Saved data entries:

******

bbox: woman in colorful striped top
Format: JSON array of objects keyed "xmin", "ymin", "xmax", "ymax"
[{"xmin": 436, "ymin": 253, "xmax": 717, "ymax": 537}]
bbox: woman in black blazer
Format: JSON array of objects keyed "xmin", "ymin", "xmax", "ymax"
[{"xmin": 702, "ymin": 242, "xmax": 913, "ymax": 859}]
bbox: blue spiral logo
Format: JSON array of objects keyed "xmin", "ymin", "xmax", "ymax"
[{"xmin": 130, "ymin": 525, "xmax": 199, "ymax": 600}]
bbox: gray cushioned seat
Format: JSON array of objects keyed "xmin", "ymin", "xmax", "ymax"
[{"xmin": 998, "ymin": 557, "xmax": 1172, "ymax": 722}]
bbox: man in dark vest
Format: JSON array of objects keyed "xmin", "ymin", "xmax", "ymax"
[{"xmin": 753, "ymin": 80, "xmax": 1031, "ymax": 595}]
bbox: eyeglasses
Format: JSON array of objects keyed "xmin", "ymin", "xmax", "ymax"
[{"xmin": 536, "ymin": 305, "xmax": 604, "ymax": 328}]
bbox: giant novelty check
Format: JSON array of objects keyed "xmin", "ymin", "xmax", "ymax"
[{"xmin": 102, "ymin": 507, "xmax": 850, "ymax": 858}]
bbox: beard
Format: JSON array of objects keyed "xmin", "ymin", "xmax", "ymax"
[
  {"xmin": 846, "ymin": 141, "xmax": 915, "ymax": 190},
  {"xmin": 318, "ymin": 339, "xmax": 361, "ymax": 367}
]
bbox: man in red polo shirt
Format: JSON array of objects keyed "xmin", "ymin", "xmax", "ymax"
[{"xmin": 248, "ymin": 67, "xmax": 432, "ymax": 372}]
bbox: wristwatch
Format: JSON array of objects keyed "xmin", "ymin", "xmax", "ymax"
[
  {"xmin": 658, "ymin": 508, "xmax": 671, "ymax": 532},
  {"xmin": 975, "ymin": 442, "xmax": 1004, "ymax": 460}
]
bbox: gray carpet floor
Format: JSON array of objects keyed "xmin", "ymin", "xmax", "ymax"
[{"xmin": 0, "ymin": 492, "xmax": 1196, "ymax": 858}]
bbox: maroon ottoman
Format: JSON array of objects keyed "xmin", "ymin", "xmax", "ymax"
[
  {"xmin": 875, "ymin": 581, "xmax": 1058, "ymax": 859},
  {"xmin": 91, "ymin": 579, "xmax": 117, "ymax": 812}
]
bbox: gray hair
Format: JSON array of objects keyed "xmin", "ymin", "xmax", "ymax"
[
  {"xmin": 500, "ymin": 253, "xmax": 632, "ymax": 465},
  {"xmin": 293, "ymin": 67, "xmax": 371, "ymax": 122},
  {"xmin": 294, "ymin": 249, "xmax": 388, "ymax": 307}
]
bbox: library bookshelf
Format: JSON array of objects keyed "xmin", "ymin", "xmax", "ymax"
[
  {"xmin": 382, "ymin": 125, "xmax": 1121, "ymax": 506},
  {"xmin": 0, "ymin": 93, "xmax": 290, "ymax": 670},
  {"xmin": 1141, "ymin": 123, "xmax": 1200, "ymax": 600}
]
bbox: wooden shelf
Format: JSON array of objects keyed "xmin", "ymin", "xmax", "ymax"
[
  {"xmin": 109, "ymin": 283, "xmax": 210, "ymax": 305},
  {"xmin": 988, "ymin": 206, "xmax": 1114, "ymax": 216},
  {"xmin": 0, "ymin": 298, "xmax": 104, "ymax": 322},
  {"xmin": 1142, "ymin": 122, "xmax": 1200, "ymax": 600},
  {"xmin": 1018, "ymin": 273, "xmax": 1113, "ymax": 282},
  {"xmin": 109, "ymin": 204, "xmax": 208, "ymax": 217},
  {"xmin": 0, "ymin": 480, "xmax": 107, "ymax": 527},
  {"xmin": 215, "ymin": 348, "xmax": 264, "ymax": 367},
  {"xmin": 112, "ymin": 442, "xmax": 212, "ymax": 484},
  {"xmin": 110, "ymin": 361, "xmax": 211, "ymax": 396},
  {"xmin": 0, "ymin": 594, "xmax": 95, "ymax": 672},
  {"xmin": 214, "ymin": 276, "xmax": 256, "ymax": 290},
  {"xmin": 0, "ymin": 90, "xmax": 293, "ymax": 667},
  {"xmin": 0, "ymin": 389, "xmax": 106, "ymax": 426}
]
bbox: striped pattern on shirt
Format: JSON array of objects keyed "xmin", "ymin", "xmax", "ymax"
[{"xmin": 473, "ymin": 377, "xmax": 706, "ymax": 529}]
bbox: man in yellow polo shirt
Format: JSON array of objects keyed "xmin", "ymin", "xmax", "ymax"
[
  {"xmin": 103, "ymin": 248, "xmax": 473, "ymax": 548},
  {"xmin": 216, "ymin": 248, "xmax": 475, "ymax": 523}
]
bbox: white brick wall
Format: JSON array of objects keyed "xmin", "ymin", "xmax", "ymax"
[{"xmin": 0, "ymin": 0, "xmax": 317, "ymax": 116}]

******

_Exercise prompt_.
From the entries above, copy each line holding "polo".

_Answer to the exercise_.
bbox: man in red polo shirt
bbox: man in yellow polo shirt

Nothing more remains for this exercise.